DOKUMENTTEXT:

━━━━━━━━━━

Dabei können Architekten mit wenigen einfachen Vorbereitungen enorme Vorteile für ihre Bauherren schaffen. Dieser Leitfaden zeigt, wie Photovoltaik im Neubau richtig vorbereitet wird und was bei Kabeln, Zählerschrank, Messkonzept und Dachflächen unbedingt zu beachten ist.
1. Photovoltaik-Vorbereitung auf dem Dach – Was der Dachdecker beachten sollte
Eine saubere Dachvorbereitung ist der Schlüssel für eine wirtschaftliche und technisch einwandfreie PV-Installation.
Wichtige Punkte für die PV-Planung auf dem Dach
- Frühzeitig ein Leerrohr vom Dach zum Technikraum einplanen (DN 32–40).
- Möglichst gerader Verlauf, maximal zwei 90°-Bögen.
- Bei Neubauten Dachaufbauten so gestalten, dass PV-Flächen nicht durch Kamine, Lüfter oder Gauben unnötig eingeschränkt werden.

━━━━━━━━━━

GEGEBENE INFORMATIONEN:
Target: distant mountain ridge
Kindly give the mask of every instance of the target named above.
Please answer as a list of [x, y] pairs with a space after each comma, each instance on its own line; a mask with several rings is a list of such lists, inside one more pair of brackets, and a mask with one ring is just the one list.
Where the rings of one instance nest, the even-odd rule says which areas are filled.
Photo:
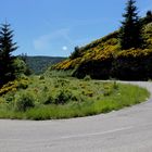
[[116, 30], [107, 36], [76, 49], [72, 55], [53, 65], [53, 69], [73, 71], [73, 76], [96, 79], [149, 79], [152, 78], [152, 21], [141, 20], [142, 49], [121, 50]]
[[27, 56], [26, 62], [34, 74], [43, 73], [49, 66], [62, 62], [66, 58], [62, 56]]

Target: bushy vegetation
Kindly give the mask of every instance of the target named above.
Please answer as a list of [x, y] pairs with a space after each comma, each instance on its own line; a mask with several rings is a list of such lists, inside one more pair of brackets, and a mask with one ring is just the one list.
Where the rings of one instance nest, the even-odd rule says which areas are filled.
[[59, 62], [62, 62], [65, 58], [58, 56], [26, 56], [26, 63], [33, 74], [39, 75], [45, 73], [45, 71]]
[[50, 119], [93, 115], [130, 106], [149, 97], [145, 89], [116, 81], [96, 81], [90, 76], [84, 80], [31, 76], [10, 83], [3, 89], [9, 91], [0, 98], [1, 118]]
[[52, 67], [58, 71], [73, 71], [74, 77], [90, 75], [93, 79], [148, 80], [152, 78], [152, 20], [147, 15], [142, 25], [142, 48], [122, 50], [119, 30], [79, 48], [79, 56], [67, 59]]

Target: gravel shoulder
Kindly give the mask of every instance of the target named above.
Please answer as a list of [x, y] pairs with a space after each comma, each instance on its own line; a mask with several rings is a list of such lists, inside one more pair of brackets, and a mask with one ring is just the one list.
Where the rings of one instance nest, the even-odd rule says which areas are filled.
[[[125, 83], [125, 81], [123, 81]], [[130, 81], [145, 87], [152, 83]], [[61, 121], [0, 121], [0, 152], [151, 152], [152, 99], [121, 111]]]

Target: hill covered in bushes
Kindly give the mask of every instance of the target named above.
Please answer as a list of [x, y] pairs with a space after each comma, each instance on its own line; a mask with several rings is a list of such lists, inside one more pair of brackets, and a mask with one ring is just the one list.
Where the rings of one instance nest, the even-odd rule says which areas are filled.
[[122, 50], [116, 30], [76, 48], [72, 55], [52, 66], [52, 69], [73, 71], [73, 76], [96, 79], [149, 79], [152, 78], [152, 18], [140, 20], [144, 45], [140, 49]]
[[65, 60], [65, 58], [59, 56], [26, 56], [26, 63], [28, 67], [35, 74], [43, 73], [48, 66], [56, 64], [61, 61]]

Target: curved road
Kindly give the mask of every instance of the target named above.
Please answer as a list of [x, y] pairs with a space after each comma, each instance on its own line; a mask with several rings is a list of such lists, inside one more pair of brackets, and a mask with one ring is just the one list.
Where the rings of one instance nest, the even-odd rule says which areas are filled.
[[[147, 87], [152, 83], [131, 83]], [[152, 99], [62, 121], [0, 121], [0, 152], [152, 152]]]

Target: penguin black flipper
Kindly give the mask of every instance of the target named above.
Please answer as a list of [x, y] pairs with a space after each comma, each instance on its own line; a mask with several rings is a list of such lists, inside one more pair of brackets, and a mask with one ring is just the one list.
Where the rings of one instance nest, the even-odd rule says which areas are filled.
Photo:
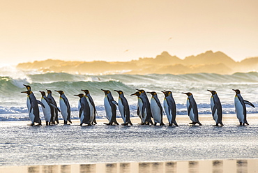
[[189, 102], [189, 107], [188, 107], [188, 114], [189, 116], [190, 116], [190, 112], [191, 111], [191, 109], [192, 109], [192, 103]]
[[43, 107], [45, 108], [45, 105], [42, 102], [40, 102], [40, 100], [37, 100], [37, 102], [38, 102], [38, 104], [40, 104]]
[[124, 99], [121, 99], [122, 105], [123, 106], [123, 114], [126, 115], [126, 123], [132, 125], [131, 121], [130, 120], [130, 108], [128, 103]]
[[252, 107], [255, 108], [255, 107], [254, 106], [254, 105], [252, 105], [252, 103], [250, 103], [250, 101], [243, 100], [243, 103], [245, 104], [249, 105], [252, 106]]
[[79, 119], [81, 119], [81, 116], [82, 116], [82, 113], [83, 110], [84, 110], [84, 108], [82, 107], [82, 106], [81, 106], [81, 108], [79, 110]]
[[60, 112], [60, 110], [55, 105], [54, 105], [53, 103], [50, 103], [50, 106], [52, 107], [54, 109], [57, 109], [58, 112]]
[[216, 110], [218, 109], [218, 104], [214, 102], [214, 106], [213, 108], [212, 109], [212, 116], [214, 116], [215, 112], [216, 112]]
[[116, 102], [115, 100], [112, 100], [112, 103], [114, 104], [114, 105], [118, 105], [119, 103], [117, 103], [117, 102]]
[[163, 111], [162, 111], [163, 110], [163, 108], [162, 108], [162, 106], [161, 105], [161, 103], [160, 103], [160, 100], [158, 100], [157, 99], [157, 98], [155, 98], [155, 97], [153, 97], [153, 98], [154, 98], [155, 100], [156, 101], [158, 106], [160, 107], [160, 114], [161, 114], [161, 116], [162, 116], [162, 114], [163, 114]]
[[68, 113], [67, 121], [69, 121], [70, 123], [72, 123], [72, 121], [70, 121], [70, 107], [68, 100], [67, 99], [66, 97], [62, 97], [62, 98], [64, 100], [66, 105], [67, 106], [67, 113]]

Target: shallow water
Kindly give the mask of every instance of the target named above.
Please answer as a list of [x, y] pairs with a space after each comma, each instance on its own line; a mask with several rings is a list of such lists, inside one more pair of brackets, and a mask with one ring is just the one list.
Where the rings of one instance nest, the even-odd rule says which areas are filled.
[[[187, 118], [187, 116], [185, 116]], [[258, 125], [27, 126], [0, 122], [0, 166], [257, 158]]]

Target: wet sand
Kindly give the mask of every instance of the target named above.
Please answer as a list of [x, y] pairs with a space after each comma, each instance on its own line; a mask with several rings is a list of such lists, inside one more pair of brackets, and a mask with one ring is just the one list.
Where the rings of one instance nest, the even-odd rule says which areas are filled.
[[257, 171], [258, 159], [0, 167], [0, 172], [4, 173], [255, 173]]
[[222, 128], [202, 114], [202, 127], [188, 126], [186, 115], [177, 116], [179, 127], [131, 120], [132, 127], [103, 125], [107, 119], [91, 127], [79, 127], [79, 120], [49, 127], [44, 121], [38, 127], [1, 121], [0, 172], [258, 172], [257, 114], [248, 114], [248, 126], [237, 126], [235, 114], [225, 114]]

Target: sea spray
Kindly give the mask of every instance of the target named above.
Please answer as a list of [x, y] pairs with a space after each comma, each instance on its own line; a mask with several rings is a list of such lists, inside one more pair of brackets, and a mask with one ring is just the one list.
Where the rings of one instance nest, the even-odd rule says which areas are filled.
[[[10, 70], [10, 71], [9, 71]], [[78, 116], [77, 94], [81, 89], [88, 89], [96, 105], [98, 116], [105, 118], [103, 106], [104, 93], [100, 89], [108, 89], [112, 92], [114, 98], [118, 99], [118, 94], [114, 89], [122, 90], [128, 100], [132, 116], [137, 116], [137, 100], [130, 96], [135, 92], [135, 88], [146, 91], [157, 92], [160, 100], [164, 96], [161, 90], [171, 90], [173, 92], [177, 114], [187, 114], [185, 97], [181, 92], [190, 91], [195, 95], [199, 114], [211, 114], [210, 93], [207, 89], [215, 90], [220, 98], [223, 114], [234, 114], [232, 89], [238, 89], [243, 96], [258, 107], [256, 93], [258, 88], [258, 73], [237, 73], [233, 75], [218, 75], [208, 73], [185, 75], [72, 75], [65, 73], [40, 73], [35, 71], [23, 72], [15, 68], [0, 68], [0, 121], [27, 120], [26, 109], [26, 96], [21, 93], [26, 88], [23, 84], [31, 85], [38, 100], [41, 95], [38, 91], [45, 89], [63, 90], [71, 105], [72, 119]], [[147, 95], [150, 98], [151, 94]], [[59, 94], [53, 93], [59, 100]], [[162, 103], [162, 101], [161, 101]], [[258, 113], [257, 108], [247, 106], [248, 113]], [[40, 116], [43, 116], [42, 112]], [[120, 114], [118, 112], [118, 117]], [[43, 116], [42, 116], [43, 117]], [[61, 116], [60, 116], [61, 118]]]

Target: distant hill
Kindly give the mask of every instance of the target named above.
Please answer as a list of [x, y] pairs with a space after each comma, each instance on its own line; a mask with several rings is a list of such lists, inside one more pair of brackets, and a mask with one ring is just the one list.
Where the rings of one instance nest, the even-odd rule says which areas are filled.
[[37, 70], [43, 72], [79, 74], [232, 74], [236, 72], [258, 70], [258, 57], [236, 62], [222, 52], [207, 51], [197, 56], [190, 56], [181, 59], [163, 52], [155, 58], [139, 58], [138, 60], [128, 62], [66, 61], [47, 59], [19, 63], [17, 68], [24, 70]]

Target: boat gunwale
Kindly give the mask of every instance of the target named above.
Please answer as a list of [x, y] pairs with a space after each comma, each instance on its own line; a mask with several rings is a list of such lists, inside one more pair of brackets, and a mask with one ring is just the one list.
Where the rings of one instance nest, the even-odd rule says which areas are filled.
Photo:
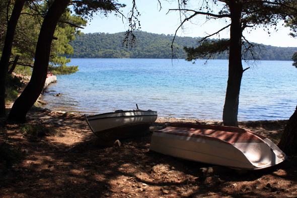
[[119, 116], [113, 116], [113, 117], [98, 117], [97, 118], [91, 118], [89, 119], [88, 117], [86, 117], [86, 118], [89, 121], [93, 121], [93, 120], [97, 120], [99, 119], [107, 119], [107, 118], [117, 118], [120, 117], [142, 117], [142, 116], [158, 116], [158, 115], [121, 115]]
[[[197, 129], [219, 129], [220, 130], [233, 133], [249, 133], [250, 131], [244, 128], [235, 126], [217, 126], [215, 125], [203, 125], [194, 123], [173, 122], [170, 126], [183, 127], [185, 128], [193, 128]], [[253, 132], [252, 132], [253, 133]]]
[[86, 115], [87, 114], [85, 114], [86, 115], [86, 117], [94, 117], [94, 116], [96, 116], [97, 115], [108, 115], [108, 114], [112, 114], [112, 113], [127, 113], [127, 112], [156, 112], [157, 113], [157, 111], [148, 111], [148, 110], [137, 110], [137, 109], [133, 109], [133, 110], [125, 110], [125, 111], [114, 111], [114, 112], [109, 112], [108, 113], [100, 113], [98, 114], [96, 114], [96, 115]]

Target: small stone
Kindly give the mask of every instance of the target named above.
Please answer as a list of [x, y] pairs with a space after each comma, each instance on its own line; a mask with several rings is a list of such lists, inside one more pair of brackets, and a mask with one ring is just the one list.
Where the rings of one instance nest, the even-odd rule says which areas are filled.
[[271, 192], [276, 192], [276, 191], [277, 191], [277, 188], [276, 188], [275, 187], [273, 187], [271, 188]]
[[213, 175], [213, 169], [212, 167], [201, 168], [199, 172], [204, 177], [208, 177]]
[[152, 172], [153, 172], [154, 173], [158, 172], [158, 168], [156, 166], [154, 166], [152, 168]]

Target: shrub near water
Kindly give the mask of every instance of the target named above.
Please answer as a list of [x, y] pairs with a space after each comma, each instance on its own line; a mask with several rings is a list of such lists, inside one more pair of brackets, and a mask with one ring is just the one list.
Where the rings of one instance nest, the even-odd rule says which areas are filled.
[[18, 90], [22, 83], [16, 76], [7, 75], [6, 76], [6, 88], [5, 91], [5, 102], [13, 102], [18, 98]]

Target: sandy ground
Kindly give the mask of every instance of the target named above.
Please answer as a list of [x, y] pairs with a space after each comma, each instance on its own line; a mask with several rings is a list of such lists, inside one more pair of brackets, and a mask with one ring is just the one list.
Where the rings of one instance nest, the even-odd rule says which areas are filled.
[[[101, 147], [82, 115], [33, 107], [27, 118], [19, 125], [0, 120], [0, 141], [8, 136], [25, 155], [22, 163], [0, 169], [1, 197], [297, 197], [297, 156], [263, 170], [240, 172], [150, 151], [153, 131], [170, 122], [219, 121], [159, 118], [151, 134], [121, 140], [119, 147]], [[286, 123], [239, 124], [277, 143]], [[22, 133], [29, 125], [54, 128], [58, 135]]]

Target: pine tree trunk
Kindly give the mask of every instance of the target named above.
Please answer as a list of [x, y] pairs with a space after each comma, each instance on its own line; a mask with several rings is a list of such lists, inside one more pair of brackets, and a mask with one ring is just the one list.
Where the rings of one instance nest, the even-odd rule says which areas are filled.
[[229, 70], [222, 119], [225, 126], [238, 126], [239, 93], [243, 73], [241, 60], [242, 8], [235, 0], [230, 1], [230, 4], [229, 6], [231, 15], [231, 26]]
[[297, 106], [289, 119], [277, 146], [287, 155], [297, 154]]
[[8, 120], [24, 122], [26, 115], [41, 93], [47, 74], [50, 48], [57, 21], [70, 0], [55, 0], [44, 18], [36, 45], [31, 80], [16, 100]]
[[15, 60], [14, 60], [14, 63], [13, 64], [13, 65], [12, 66], [12, 68], [11, 68], [10, 71], [8, 72], [8, 74], [12, 74], [13, 73], [13, 72], [14, 72], [14, 71], [16, 69], [16, 67], [17, 67], [17, 64], [18, 63], [18, 60], [19, 60], [19, 58], [20, 58], [20, 55], [17, 55], [16, 56], [16, 57], [15, 58]]
[[15, 31], [23, 10], [25, 0], [17, 0], [15, 3], [12, 16], [7, 25], [6, 36], [0, 59], [0, 117], [5, 117], [5, 84], [6, 74], [8, 71], [9, 63], [12, 53]]

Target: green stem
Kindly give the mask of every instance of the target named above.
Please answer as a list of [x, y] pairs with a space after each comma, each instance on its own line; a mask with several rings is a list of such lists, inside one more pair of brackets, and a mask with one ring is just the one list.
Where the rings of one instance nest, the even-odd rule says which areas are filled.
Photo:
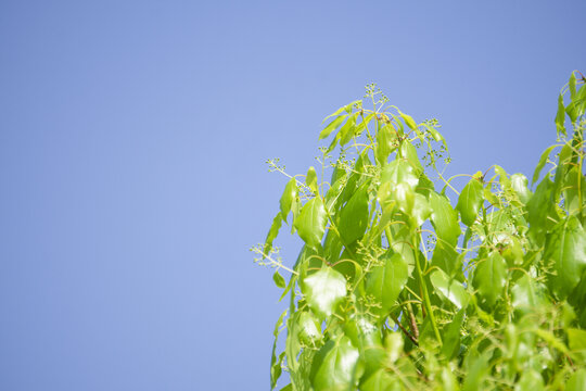
[[421, 286], [421, 290], [423, 291], [423, 304], [425, 305], [425, 310], [428, 311], [428, 315], [430, 317], [430, 320], [432, 323], [433, 332], [435, 333], [435, 338], [437, 339], [437, 342], [440, 342], [440, 345], [443, 344], [442, 342], [442, 336], [440, 335], [440, 329], [437, 328], [437, 323], [435, 321], [435, 316], [433, 315], [433, 311], [431, 308], [431, 301], [430, 301], [430, 294], [428, 292], [428, 286], [425, 283], [425, 280], [423, 279], [423, 272], [421, 272], [421, 265], [419, 264], [419, 238], [415, 236], [415, 261], [416, 261], [416, 268], [417, 268], [417, 277], [419, 278], [419, 285]]

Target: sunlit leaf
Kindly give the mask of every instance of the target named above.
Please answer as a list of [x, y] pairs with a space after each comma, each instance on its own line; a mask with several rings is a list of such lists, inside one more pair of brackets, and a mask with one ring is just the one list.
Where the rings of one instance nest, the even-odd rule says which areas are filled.
[[548, 237], [544, 258], [556, 270], [549, 285], [560, 299], [577, 286], [586, 268], [586, 231], [575, 216], [558, 224]]
[[361, 391], [402, 391], [400, 381], [384, 369], [372, 374], [360, 386]]
[[356, 135], [356, 118], [358, 113], [352, 115], [340, 128], [340, 144], [345, 146]]
[[565, 383], [565, 391], [586, 391], [586, 369], [576, 370]]
[[535, 369], [523, 371], [514, 391], [542, 391], [544, 389], [544, 379]]
[[445, 242], [455, 245], [461, 235], [458, 224], [458, 214], [451, 207], [448, 199], [435, 191], [430, 192], [431, 223], [437, 237]]
[[563, 96], [560, 93], [558, 97], [558, 112], [556, 113], [556, 127], [558, 128], [558, 134], [568, 136], [565, 134], [565, 106], [563, 105]]
[[483, 200], [482, 184], [475, 178], [470, 179], [468, 185], [462, 189], [458, 198], [458, 204], [456, 205], [456, 210], [460, 212], [463, 224], [471, 226], [474, 223]]
[[412, 143], [408, 141], [402, 142], [400, 154], [403, 159], [405, 159], [415, 168], [415, 174], [417, 176], [423, 173], [423, 166], [419, 161], [419, 156], [417, 155], [417, 149], [413, 147]]
[[368, 182], [362, 185], [340, 213], [337, 230], [344, 243], [361, 238], [368, 227]]
[[272, 250], [272, 242], [275, 241], [275, 238], [277, 238], [277, 235], [279, 235], [279, 229], [281, 229], [282, 223], [283, 219], [281, 217], [281, 212], [279, 212], [277, 213], [277, 216], [275, 216], [275, 218], [272, 219], [272, 224], [267, 234], [267, 239], [265, 239], [265, 245], [263, 248], [263, 252], [265, 253], [264, 255], [268, 255]]
[[386, 164], [386, 159], [397, 148], [397, 133], [391, 124], [383, 125], [377, 131], [377, 160], [382, 165]]
[[501, 298], [506, 281], [507, 262], [498, 252], [492, 252], [488, 257], [479, 262], [474, 270], [473, 286], [488, 307], [493, 307]]
[[410, 127], [413, 130], [417, 129], [417, 124], [410, 115], [402, 113], [400, 111], [398, 111], [398, 113], [400, 117], [403, 118], [403, 121], [405, 121], [405, 124], [407, 124], [408, 127]]
[[289, 212], [291, 212], [291, 205], [297, 199], [298, 192], [300, 189], [297, 188], [297, 181], [295, 178], [291, 178], [291, 180], [286, 182], [283, 194], [281, 195], [281, 200], [279, 201], [281, 206], [281, 217], [285, 222]]
[[310, 248], [319, 247], [323, 232], [326, 231], [326, 209], [321, 198], [316, 197], [309, 200], [302, 209], [294, 225], [300, 237]]
[[408, 268], [403, 256], [396, 253], [387, 252], [381, 262], [368, 274], [366, 290], [381, 303], [382, 312], [387, 313], [407, 283]]
[[359, 353], [347, 337], [328, 341], [311, 366], [315, 391], [354, 390], [359, 378]]
[[326, 126], [326, 128], [321, 130], [321, 133], [319, 134], [319, 139], [321, 140], [330, 136], [332, 131], [334, 131], [335, 129], [340, 127], [340, 125], [342, 125], [342, 123], [344, 122], [344, 119], [346, 119], [346, 117], [347, 117], [347, 114], [341, 115], [336, 117], [334, 121], [332, 121], [330, 124], [328, 124], [328, 126]]
[[460, 350], [460, 339], [462, 321], [464, 317], [466, 308], [458, 311], [456, 316], [446, 326], [446, 331], [443, 333], [444, 345], [442, 346], [442, 354], [447, 360], [454, 358]]
[[286, 287], [285, 280], [283, 276], [279, 274], [279, 270], [275, 270], [275, 274], [272, 275], [272, 280], [275, 281], [275, 285], [279, 288], [284, 289]]
[[512, 306], [517, 311], [530, 312], [543, 304], [544, 287], [533, 280], [528, 275], [524, 275], [517, 280], [511, 288]]
[[519, 200], [524, 204], [526, 204], [531, 199], [531, 195], [533, 195], [533, 193], [527, 188], [527, 177], [523, 174], [511, 175], [512, 189], [519, 197]]
[[433, 270], [430, 276], [430, 280], [433, 287], [437, 289], [443, 297], [456, 305], [456, 307], [466, 307], [468, 304], [469, 294], [460, 281], [449, 278], [449, 276], [441, 269]]
[[302, 293], [316, 315], [330, 316], [346, 295], [346, 279], [339, 272], [326, 267], [303, 280]]
[[316, 168], [314, 166], [310, 166], [309, 169], [307, 169], [307, 175], [305, 176], [305, 184], [315, 194], [318, 194], [318, 186], [317, 186], [317, 173]]
[[545, 164], [547, 163], [547, 159], [549, 157], [549, 154], [558, 146], [551, 146], [547, 148], [544, 153], [542, 153], [542, 156], [539, 157], [539, 162], [537, 162], [537, 166], [535, 166], [535, 171], [533, 172], [533, 179], [532, 182], [535, 184], [537, 179], [539, 179], [539, 175], [542, 174], [542, 169], [544, 169]]

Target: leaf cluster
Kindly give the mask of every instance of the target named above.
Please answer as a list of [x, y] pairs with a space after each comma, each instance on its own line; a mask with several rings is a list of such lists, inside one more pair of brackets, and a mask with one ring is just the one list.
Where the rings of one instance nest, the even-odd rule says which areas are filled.
[[[281, 390], [296, 391], [583, 389], [586, 85], [576, 74], [533, 191], [498, 165], [444, 178], [437, 121], [418, 124], [375, 86], [326, 119], [321, 177], [288, 175], [253, 249], [289, 295], [271, 389], [283, 370]], [[284, 225], [304, 242], [292, 266], [273, 247]]]

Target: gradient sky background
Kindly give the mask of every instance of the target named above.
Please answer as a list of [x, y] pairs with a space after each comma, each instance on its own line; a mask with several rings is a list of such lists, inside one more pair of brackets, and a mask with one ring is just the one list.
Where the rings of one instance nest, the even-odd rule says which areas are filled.
[[[417, 3], [417, 4], [416, 4]], [[474, 5], [473, 5], [474, 4]], [[249, 248], [375, 81], [448, 174], [531, 175], [584, 1], [0, 3], [0, 389], [265, 390], [285, 307]], [[298, 242], [286, 238], [285, 262]]]

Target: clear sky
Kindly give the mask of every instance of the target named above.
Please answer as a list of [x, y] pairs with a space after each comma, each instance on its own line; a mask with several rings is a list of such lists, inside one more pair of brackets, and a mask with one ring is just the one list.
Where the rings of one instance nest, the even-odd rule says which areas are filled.
[[[375, 81], [448, 174], [530, 175], [584, 1], [0, 3], [0, 389], [265, 390], [285, 307], [247, 249]], [[285, 262], [298, 250], [286, 239]]]

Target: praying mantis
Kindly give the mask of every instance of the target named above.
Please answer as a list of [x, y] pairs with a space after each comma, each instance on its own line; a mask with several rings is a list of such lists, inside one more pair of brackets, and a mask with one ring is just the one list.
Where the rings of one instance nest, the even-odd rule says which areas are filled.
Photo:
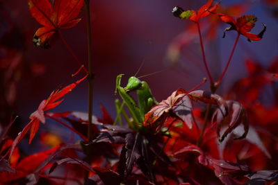
[[[134, 129], [139, 129], [140, 125], [144, 122], [145, 114], [148, 112], [151, 108], [157, 104], [156, 100], [152, 94], [151, 89], [146, 82], [140, 80], [135, 76], [129, 78], [127, 85], [125, 87], [121, 87], [121, 80], [124, 74], [120, 74], [116, 78], [116, 88], [115, 93], [120, 94], [122, 99], [122, 103], [120, 105], [120, 100], [116, 100], [117, 115], [115, 119], [119, 119], [120, 124], [120, 114], [122, 112], [125, 119], [129, 125]], [[136, 91], [137, 94], [138, 103], [129, 94], [131, 91]], [[129, 119], [126, 114], [123, 110], [124, 105], [126, 105], [129, 109], [132, 119]]]

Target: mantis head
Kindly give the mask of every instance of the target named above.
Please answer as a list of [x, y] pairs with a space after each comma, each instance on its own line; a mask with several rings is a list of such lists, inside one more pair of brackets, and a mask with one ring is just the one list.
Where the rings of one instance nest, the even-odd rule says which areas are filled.
[[135, 76], [129, 78], [127, 82], [126, 87], [124, 87], [124, 90], [126, 91], [137, 90], [142, 86], [142, 82]]

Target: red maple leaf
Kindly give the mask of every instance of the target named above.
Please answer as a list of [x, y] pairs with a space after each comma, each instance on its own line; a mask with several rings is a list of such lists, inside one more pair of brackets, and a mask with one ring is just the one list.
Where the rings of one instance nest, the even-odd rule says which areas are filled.
[[235, 20], [233, 17], [225, 14], [217, 13], [220, 19], [231, 25], [231, 27], [226, 28], [224, 31], [223, 37], [225, 37], [225, 32], [229, 30], [236, 30], [239, 34], [243, 35], [248, 38], [248, 41], [251, 40], [261, 40], [263, 35], [266, 30], [266, 26], [263, 24], [263, 29], [257, 35], [249, 33], [254, 26], [257, 18], [254, 15], [243, 15], [239, 17]]
[[181, 19], [189, 19], [194, 22], [197, 22], [201, 18], [205, 17], [211, 14], [211, 12], [215, 10], [218, 5], [211, 6], [213, 0], [208, 0], [206, 3], [199, 8], [198, 12], [189, 10], [184, 11], [181, 7], [175, 6], [173, 8], [172, 13], [175, 17], [178, 17]]
[[76, 18], [84, 0], [28, 0], [30, 12], [35, 20], [43, 26], [35, 33], [34, 44], [49, 48], [59, 29], [71, 28], [81, 19]]
[[42, 123], [45, 123], [44, 118], [44, 111], [49, 110], [57, 107], [61, 102], [63, 100], [60, 100], [65, 95], [70, 92], [76, 85], [82, 82], [85, 78], [87, 78], [87, 76], [84, 76], [81, 79], [76, 81], [75, 82], [66, 86], [62, 89], [56, 89], [52, 91], [50, 94], [49, 97], [47, 100], [42, 100], [39, 107], [36, 111], [32, 113], [30, 116], [31, 121], [25, 126], [23, 130], [19, 133], [18, 136], [15, 138], [13, 143], [12, 145], [10, 157], [13, 152], [15, 146], [17, 143], [23, 139], [23, 137], [27, 134], [28, 131], [30, 130], [30, 138], [29, 138], [29, 143], [32, 141], [34, 138], [35, 134], [38, 132], [38, 130], [40, 126], [40, 122]]

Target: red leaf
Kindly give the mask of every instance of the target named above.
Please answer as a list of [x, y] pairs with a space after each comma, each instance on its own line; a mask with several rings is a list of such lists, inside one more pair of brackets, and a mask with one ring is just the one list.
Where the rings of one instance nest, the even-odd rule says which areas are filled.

━━━━━━━━━━

AUFGABEN:
A – Welchen Durchmesser nennt der Dokumenttext für das Leerrohr vom Dach zum Technikraum?
B – Zitieren Sie wortgetreu die Passage aus dem Dokumenttext zwischen „1. Photovoltaik-Vorbereitung auf“ und „unnötig eingeschränkt werden.“, beide einschließlich.
Stützen Sie sich ausschließlich auf den Dokumenttext.

ANTWORTEN:
A – DN 32–40.

B –
1. Photovoltaik-Vorbereitung auf dem Dach – Was der Dachdecker beachten sollte
Eine saubere Dachvorbereitung ist der Schlüssel für eine wirtschaftliche und technisch einwandfreie PV-Installation.
Wichtige Punkte für die PV-Planung auf dem Dach
- Frühzeitig ein Leerrohr vom Dach zum Technikraum einplanen (DN 32–40).
- Möglichst gerader Verlauf, maximal zwei 90°-Bögen.
- Bei Neubauten Dachaufbauten so gestalten, dass PV-Flächen nicht durch Kamine, Lüfter oder Gauben unnötig eingeschränkt werden.